RINCIAN SOAL ->
Tulis ulang tanpa perubahan bagian teks tentang peternak bebek Sukardi yang dimulai dengan kata-kata "Awalnya, ia hanyalah" dan berakhir pada "sederhana, Jum'at (4/7/2025).".

TEKS ->
····················

Sukardi, Peternak Bebek dari Binakal Bondowoso Bangkit dari Keterbatasan
Biaya operasional harian untuk pakan ternak mencapai sekitar Rp4.000. Dengan estimasi penghasilan kotor harian yang mencapai Rp98.000, Sukardi masih bisa menyisihkan keuntungan bersih dari hasil usahanya.

BONDOWOSO – Di balik geliat peternakan bebek yang mulai menggeliat di Kecamatan Binakal, terdapat sosok inspiratif bernama Sukardi, warga Desa Binakal yang telah menekuni usaha ternak bebek petelur sejak dua tahun lalu.
Awalnya, ia hanyalah seorang penggembala biasa yang mengandalkan pekerjaan di sawah, namun kondisi kesehatan membuatnya beralih profesi. Kini, ia menjadi salah satu pelaku usaha mandiri di bidang peternakan yang layak diperhitungkan.
"Dulu saya angon di sawah-sawah, tapi karena faktor kesehatan, saya beralih ke beternak bebek. Awalnya hanya dari 50 ekor bebek," ungkap Sukardi saat ditemui di kandangnya yang sederhana, Jum'at (4/7/2025).
Meski bermodal kecil, hasilnya cukup menjanjikan. Setiap pagi, Sukardi bisa memanen sekitar 44 hingga 46 butir telur dari total 50 ekor bebek yang ia pelihara. Jika tidak ada pesanan langsung, ia mengolah telur-telur itu menjadi telur asin, yang ia jual seharga Rp2.500 per butir.

····················

[Entri dari kumpulan data anotasi]
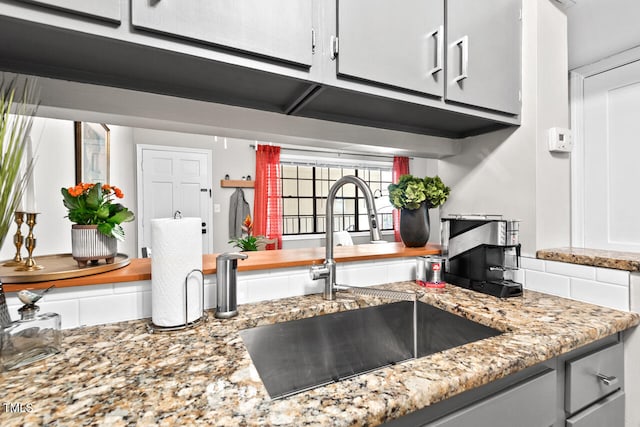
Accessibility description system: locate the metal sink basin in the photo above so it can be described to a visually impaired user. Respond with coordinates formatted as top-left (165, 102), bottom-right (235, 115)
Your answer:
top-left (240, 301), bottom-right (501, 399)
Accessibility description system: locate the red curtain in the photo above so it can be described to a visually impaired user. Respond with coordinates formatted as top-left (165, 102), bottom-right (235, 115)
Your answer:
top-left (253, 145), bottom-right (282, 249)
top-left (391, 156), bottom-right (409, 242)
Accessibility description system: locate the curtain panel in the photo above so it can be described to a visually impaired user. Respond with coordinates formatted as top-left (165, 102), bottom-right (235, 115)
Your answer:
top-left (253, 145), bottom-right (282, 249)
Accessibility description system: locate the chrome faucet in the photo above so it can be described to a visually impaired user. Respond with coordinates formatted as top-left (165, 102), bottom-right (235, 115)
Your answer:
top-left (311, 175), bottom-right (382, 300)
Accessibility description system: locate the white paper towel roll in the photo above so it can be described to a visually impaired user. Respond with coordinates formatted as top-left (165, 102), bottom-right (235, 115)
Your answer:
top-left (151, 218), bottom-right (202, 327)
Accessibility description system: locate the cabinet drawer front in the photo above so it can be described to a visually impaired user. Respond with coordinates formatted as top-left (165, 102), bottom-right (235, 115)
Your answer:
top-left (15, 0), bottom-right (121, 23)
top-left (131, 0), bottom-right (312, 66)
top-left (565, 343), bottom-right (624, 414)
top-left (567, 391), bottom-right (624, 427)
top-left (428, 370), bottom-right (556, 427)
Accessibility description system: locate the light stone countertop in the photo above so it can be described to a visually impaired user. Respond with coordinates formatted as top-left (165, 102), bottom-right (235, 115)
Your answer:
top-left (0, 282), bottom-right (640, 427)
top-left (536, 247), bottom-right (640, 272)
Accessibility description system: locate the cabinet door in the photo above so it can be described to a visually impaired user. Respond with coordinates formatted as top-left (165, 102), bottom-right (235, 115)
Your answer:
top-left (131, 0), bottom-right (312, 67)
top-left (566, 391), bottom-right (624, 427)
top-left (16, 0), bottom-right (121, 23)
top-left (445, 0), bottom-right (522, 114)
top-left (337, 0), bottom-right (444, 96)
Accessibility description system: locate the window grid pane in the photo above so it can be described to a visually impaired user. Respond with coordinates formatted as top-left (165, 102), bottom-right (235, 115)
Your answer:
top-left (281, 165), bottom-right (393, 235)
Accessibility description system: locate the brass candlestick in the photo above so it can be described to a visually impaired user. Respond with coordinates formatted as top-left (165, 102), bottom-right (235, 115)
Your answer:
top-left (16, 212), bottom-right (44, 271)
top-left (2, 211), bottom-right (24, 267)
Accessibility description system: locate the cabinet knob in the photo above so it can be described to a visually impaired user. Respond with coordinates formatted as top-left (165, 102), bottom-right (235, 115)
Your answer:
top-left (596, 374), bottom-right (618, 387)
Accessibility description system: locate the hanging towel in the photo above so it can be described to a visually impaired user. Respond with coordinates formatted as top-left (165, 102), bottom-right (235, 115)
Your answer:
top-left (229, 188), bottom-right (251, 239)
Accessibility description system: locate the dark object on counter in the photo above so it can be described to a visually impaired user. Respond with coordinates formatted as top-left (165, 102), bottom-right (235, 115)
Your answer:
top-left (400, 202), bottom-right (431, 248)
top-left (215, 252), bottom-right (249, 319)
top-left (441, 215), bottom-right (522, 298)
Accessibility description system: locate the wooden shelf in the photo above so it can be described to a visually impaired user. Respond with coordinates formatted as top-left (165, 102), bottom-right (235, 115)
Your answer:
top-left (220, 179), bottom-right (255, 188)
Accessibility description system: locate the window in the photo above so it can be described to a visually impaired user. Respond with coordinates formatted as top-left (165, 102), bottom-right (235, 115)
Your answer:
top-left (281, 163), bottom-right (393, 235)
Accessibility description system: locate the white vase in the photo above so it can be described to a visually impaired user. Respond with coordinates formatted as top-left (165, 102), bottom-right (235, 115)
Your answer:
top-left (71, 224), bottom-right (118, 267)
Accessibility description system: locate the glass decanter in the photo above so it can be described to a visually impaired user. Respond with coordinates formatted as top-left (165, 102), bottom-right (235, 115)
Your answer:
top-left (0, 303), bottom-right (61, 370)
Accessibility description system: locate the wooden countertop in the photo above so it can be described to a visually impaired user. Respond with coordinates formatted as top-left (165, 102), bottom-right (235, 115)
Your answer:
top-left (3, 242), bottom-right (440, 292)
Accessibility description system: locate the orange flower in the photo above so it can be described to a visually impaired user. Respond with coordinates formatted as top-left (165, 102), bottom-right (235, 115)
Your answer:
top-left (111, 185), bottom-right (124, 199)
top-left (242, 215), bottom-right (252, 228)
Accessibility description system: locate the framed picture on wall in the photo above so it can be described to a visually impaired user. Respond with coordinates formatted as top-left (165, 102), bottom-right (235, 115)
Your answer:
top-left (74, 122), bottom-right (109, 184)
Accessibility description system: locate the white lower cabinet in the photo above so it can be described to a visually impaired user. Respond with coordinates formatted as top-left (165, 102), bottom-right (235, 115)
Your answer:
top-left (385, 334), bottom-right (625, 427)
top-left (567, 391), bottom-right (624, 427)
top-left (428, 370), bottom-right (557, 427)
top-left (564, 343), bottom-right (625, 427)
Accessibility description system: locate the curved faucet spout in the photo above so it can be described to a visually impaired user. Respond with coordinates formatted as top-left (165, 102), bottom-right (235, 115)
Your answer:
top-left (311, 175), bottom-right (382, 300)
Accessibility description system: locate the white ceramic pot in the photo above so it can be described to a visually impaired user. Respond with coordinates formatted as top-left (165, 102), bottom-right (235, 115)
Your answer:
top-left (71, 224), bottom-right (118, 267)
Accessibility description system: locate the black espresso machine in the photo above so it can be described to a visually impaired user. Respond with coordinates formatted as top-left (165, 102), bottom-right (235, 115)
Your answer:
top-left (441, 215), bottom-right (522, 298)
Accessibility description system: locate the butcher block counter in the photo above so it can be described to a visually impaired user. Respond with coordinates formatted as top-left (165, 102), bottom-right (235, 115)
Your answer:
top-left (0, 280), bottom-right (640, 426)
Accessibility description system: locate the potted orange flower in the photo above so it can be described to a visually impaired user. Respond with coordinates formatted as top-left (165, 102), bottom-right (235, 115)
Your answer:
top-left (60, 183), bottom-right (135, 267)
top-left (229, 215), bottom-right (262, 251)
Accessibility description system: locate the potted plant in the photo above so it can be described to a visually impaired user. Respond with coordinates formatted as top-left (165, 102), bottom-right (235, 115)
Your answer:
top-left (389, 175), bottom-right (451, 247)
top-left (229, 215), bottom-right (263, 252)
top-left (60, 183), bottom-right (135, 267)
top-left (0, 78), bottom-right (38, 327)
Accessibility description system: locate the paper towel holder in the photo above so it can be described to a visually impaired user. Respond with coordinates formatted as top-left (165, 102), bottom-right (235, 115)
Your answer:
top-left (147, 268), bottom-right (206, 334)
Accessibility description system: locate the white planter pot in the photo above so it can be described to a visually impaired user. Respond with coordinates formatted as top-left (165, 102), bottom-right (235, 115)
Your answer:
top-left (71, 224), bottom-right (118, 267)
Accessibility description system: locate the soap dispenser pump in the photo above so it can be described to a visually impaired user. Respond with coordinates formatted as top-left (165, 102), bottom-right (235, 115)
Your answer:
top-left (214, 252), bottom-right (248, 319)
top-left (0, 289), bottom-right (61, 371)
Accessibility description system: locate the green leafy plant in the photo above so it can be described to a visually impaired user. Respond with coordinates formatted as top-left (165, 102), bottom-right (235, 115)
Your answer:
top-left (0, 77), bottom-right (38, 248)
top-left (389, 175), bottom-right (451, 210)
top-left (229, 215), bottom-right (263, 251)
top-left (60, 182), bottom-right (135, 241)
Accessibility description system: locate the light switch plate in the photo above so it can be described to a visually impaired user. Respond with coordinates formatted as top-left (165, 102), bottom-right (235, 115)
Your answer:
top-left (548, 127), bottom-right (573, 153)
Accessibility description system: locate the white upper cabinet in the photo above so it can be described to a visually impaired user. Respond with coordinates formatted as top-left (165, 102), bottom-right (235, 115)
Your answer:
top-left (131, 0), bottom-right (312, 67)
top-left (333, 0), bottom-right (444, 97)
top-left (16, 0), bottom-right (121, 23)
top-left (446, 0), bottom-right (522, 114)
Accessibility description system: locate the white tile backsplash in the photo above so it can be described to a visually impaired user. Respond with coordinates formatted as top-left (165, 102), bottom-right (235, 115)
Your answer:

····················

PENYELESAIAN SOAL ->
Awalnya, ia hanyalah seorang penggembala biasa yang mengandalkan pekerjaan di sawah, namun kondisi kesehatan membuatnya beralih profesi. Kini, ia menjadi salah satu pelaku usaha mandiri di bidang peternakan yang layak diperhitungkan.
"Dulu saya angon di sawah-sawah, tapi karena faktor kesehatan, saya beralih ke beternak bebek. Awalnya hanya dari 50 ekor bebek," ungkap Sukardi saat ditemui di kandangnya yang sederhana, Jum'at (4/7/2025).